#### READING PASSAGE
----------------
In Canto Two, Verdaguer excels with his celebration of the beauty of the Garden of the Hesperides:

By green riverbanks, like a splash of pearls,

the bird of paradise leaps in fits and starts;

merry mockingbirds and bashful blackbirds are heard,

joined, now and then, by thrushes sore at heart. (p.67)

This is just one stanza out of numerous, long descriptions of nature, based on the poet-priest’s youthful excursions through the Montseny and Pyrenees. This beauty and peace is constantly contrasted with “boil and chaos” as the city’s mighty marble towers are hurled down into the sea when Hercules wrenches Africa apart from Iberia at Gibraltar and creates the Mediterranean.

Hercules seizes Queen Hesperis as Atlantis and its Titans fall. Canto 6 sees the Queen’s long lament as her daughters and palace are drowned beneath the waves. The giant Titans erect a mighty tower to “mock the rising waters below” and hurl “great stones and bars of iron” (p.127) at the fleeing Hercules and his captive. The world is collapsing. Hercules slays the Titans and uses one of their huge bodies as a club to crush the three-headed dragon, Geryon. Verdaguer (not unlike a director of disaster movies) revels in the violence, while Hesperis recalls happier times with her children and husband.

Spain’s creation myth

Canto 7 is the lyrical Chorus of the Greek Islands, a later addition thought by many to be the best of the poem. While Atlantis is riven by God’s rage and Hercules’ power, new worlds arise, lands of flowers and honey. When in Cantos 8 and 9 Atlantis finally sinks, the Titans’ tower dashed down, Spain is born out of the ruins:

Spain, summoned by a choir of angels, opens eyes

to an unknown sea by her naked body. “Who,”

she asks, “will replace the fallen star in your sky?”
----------------
#### DIRECTIONS
Can you write the next part of the piece on Verdaguer's Atlantis poem, picking up right after its last line? The items that come next are separate material and have nothing to do with the piece on Verdaguer's Atlantis poem.

#### DATASET ENTRIES
----------------
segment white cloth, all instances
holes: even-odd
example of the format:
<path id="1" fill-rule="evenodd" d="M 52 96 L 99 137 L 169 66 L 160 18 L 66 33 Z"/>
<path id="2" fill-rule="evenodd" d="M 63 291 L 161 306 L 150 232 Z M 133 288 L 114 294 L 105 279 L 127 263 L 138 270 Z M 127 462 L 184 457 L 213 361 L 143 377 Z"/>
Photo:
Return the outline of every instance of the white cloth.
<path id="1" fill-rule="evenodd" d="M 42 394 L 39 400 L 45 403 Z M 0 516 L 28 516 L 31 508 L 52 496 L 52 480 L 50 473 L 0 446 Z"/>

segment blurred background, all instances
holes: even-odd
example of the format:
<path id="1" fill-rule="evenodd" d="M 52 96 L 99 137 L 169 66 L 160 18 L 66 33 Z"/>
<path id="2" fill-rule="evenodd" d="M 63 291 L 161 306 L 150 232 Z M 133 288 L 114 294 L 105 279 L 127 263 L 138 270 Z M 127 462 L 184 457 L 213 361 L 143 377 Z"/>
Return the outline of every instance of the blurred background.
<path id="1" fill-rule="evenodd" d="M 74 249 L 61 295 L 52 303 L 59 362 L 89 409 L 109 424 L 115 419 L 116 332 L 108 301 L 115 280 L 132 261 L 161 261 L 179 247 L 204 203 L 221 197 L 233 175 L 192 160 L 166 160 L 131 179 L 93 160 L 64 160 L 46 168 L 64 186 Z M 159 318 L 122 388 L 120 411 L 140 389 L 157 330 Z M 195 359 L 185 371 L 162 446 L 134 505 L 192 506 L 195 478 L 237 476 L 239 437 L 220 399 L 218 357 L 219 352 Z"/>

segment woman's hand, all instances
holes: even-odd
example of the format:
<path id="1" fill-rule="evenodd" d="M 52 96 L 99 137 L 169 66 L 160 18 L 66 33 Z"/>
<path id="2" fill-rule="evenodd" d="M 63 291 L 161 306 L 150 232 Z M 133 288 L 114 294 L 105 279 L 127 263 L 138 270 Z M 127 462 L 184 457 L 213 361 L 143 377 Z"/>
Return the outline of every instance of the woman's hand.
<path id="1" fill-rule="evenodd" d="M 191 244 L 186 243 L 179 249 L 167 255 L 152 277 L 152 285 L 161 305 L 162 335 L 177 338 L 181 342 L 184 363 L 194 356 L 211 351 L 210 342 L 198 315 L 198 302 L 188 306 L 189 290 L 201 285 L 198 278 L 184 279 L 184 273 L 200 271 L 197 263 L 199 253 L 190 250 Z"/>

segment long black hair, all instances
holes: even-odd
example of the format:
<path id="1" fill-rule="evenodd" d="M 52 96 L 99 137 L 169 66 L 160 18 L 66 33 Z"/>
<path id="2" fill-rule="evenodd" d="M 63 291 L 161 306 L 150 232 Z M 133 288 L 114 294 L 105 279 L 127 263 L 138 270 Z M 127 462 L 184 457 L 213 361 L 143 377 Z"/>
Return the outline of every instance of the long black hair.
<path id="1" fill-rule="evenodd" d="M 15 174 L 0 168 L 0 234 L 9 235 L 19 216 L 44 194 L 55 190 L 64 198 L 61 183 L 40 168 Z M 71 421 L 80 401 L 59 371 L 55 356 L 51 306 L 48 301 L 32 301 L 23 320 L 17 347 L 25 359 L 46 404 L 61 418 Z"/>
----------------
#### OUTPUT
Embracing her, the joyful sea replies, “You.” (p.183)

In Atlantis’ Conclusion, Columbus is inspired by the hermit’s story to seek Queen Isabella’s sponsorship and, following the sun, sets sail for America. “I shall bridge the wide Atlantic once more,” he says (p.221). Verdaguer was no anti-imperialist. For him Spain’s sacred destiny was to link again the continents after the sinking of the corrupt Atlantis.

It may seem strange that this creation myth of Spain is written in Catalan. However, Verdaguer makes it clear this is not the monotone Spain of the centralists, but, as Puppo puts it in his Introduction, “a Spain reborn as a rainbow of Iberian nations.” Hercules’ and Hesperis’ children race round Iberia to found Galicia, Sagunt, Mallorca and Barcelona. Ten years later, Verdaguer surpassed Atlantis with Mount Canigó, his epic of the birth of Catalonia.

This volume, with Catalan and English on facing pages, is the first verse translation of Atlantis to be published in English. It is a labour of love by Ronald Puppo, who has miraculously managed to match the assonance and rhymes of Verdaguer’s stanzas. It reads beautifully, quite rightly prioritising rhythm and flow over strict metrics. Such a 19th-century religious epic as Atlantis may seem daunting, but it is surprisingly accessible. Verdaguer is not academic. His descriptions are vivid. Terrifying destruction is dramatic. Tender beauty is moving.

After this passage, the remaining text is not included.